Word for word, restate every line of the listing that follows.

** Opening PROVIDED RECORDS block **

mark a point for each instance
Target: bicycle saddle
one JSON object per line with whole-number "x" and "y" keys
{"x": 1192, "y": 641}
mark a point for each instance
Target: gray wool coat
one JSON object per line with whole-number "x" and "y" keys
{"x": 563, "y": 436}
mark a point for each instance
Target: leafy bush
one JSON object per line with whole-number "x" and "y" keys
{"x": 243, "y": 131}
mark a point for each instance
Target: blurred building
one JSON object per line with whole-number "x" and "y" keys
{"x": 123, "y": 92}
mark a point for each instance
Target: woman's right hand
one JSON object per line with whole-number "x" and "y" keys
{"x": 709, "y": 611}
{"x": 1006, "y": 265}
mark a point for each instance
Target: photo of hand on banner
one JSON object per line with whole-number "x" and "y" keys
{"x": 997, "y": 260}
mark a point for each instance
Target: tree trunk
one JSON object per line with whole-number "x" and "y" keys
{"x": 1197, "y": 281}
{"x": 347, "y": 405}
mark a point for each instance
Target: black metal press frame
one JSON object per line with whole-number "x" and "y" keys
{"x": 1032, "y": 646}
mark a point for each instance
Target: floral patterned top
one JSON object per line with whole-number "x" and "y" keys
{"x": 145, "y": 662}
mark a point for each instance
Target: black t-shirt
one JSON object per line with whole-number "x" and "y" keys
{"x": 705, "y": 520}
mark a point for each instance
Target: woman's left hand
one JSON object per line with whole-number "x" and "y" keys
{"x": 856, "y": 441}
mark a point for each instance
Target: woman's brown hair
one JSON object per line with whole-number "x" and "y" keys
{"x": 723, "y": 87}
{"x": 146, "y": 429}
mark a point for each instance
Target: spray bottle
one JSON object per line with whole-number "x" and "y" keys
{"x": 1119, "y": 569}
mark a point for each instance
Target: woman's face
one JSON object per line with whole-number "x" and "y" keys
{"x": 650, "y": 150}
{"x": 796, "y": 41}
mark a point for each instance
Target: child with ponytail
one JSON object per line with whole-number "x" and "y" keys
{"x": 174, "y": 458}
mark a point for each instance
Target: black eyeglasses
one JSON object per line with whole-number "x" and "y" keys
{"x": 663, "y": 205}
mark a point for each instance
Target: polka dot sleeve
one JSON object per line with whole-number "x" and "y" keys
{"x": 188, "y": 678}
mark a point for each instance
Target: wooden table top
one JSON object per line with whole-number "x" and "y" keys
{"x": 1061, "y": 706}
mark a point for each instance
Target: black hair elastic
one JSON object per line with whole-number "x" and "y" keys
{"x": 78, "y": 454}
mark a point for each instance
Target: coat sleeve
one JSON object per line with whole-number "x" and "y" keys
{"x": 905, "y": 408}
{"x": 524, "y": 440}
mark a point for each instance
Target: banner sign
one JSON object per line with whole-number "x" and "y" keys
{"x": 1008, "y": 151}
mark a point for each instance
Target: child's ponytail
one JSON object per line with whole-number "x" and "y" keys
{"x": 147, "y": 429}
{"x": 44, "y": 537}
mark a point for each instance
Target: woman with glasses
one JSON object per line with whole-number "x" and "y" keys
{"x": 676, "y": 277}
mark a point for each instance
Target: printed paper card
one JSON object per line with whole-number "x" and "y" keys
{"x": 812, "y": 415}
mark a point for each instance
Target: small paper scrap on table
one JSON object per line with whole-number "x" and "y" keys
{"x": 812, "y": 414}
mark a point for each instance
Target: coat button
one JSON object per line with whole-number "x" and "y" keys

** Closing PROVIDED RECORDS block **

_RESPONSE BELOW:_
mark a point for each instance
Target: bicycle saddle
one JSON object per line with whole-number "x" and "y" keys
{"x": 1192, "y": 641}
mark a point for each instance
Target: gray wool coat
one JSON object per line with whole-number "x" and "y" keys
{"x": 563, "y": 436}
mark a point for each instance
Target: leafy bush
one JSON object per line with whole-number "x" and "y" keys
{"x": 243, "y": 131}
mark a point for each instance
Target: blurred building
one JSON object per line with whole-number "x" and "y" keys
{"x": 123, "y": 92}
mark a point for each instance
Target: woman's right hand
one JSON object per line with whole-number "x" and "y" keys
{"x": 709, "y": 611}
{"x": 1006, "y": 265}
mark a point for each instance
Target: photo of hand on banner
one JSON object per line with whole-number "x" and "y" keys
{"x": 997, "y": 260}
mark a point for each instance
Target: tree trunk
one JSON object per line with whole-number "x" and "y" keys
{"x": 1197, "y": 281}
{"x": 347, "y": 405}
mark a point for each instance
Target: black metal press frame
one JSON object per line with whole-number "x" and "y" keys
{"x": 1032, "y": 646}
mark a point for each instance
Target: floral patterned top
one JSON object per line with whole-number "x" and "y" keys
{"x": 145, "y": 662}
mark a point for each instance
Target: black t-shirt
one JSON object per line with whole-number "x" and "y" keys
{"x": 705, "y": 520}
mark a point for each instance
Target: woman's left hand
one JSON object per line with whole-number "x" and "y" keys
{"x": 856, "y": 441}
mark a point for each instance
Target: woman's brown hair
one JSON object per line with whole-number "x" and "y" keys
{"x": 723, "y": 87}
{"x": 146, "y": 429}
mark a point for each instance
Target: spray bottle
one JSON object per line with whole-number "x" and "y" keys
{"x": 1119, "y": 569}
mark a point for each instance
Target: woman's face
one JSON object per line with whole-number "x" and "y" keys
{"x": 650, "y": 150}
{"x": 796, "y": 41}
mark a point for each instance
Target: child with ponytail
one JSON object per line with whole-number "x" and "y" keys
{"x": 174, "y": 458}
mark a point for each instance
Target: black eyeglasses
one JSON object per line with whole-number "x" and "y" keys
{"x": 663, "y": 205}
mark a point for each instance
Target: polka dot sleeve
one JSON object per line with whole-number "x" and "y" keys
{"x": 188, "y": 678}
mark a point for each instance
Target: wooden table top
one JSON object per line with whole-number "x" and "y" keys
{"x": 1061, "y": 706}
mark a point for each instance
Target: black hair elastic
one JSON object per line with whole-number "x" and "y" keys
{"x": 78, "y": 454}
mark a point for each instance
Target: coat sleeve
one JSON object per line with whole-number "x" and "y" keys
{"x": 905, "y": 408}
{"x": 524, "y": 440}
mark a point for each instance
Target: banner sign
one JSON object per line with whole-number "x" and "y" keys
{"x": 1008, "y": 151}
mark a point for each instance
Target: child's ponytail
one JSON object per line with whole-number "x" and "y" keys
{"x": 147, "y": 429}
{"x": 44, "y": 537}
mark a point for each instance
Target: woman with glasses
one JSON object per line with whole-number "x" and "y" keys
{"x": 676, "y": 277}
mark a point for each instance
Target: printed paper card
one JSON object per line with whole-number "x" and "y" keys
{"x": 812, "y": 415}
mark a point for each instance
Target: small paper scrap on table
one JSON object per line with whole-number "x" and "y" keys
{"x": 812, "y": 414}
mark a point for each instance
Target: coat button
one JSON object per line with whole-number "x" and "y" keys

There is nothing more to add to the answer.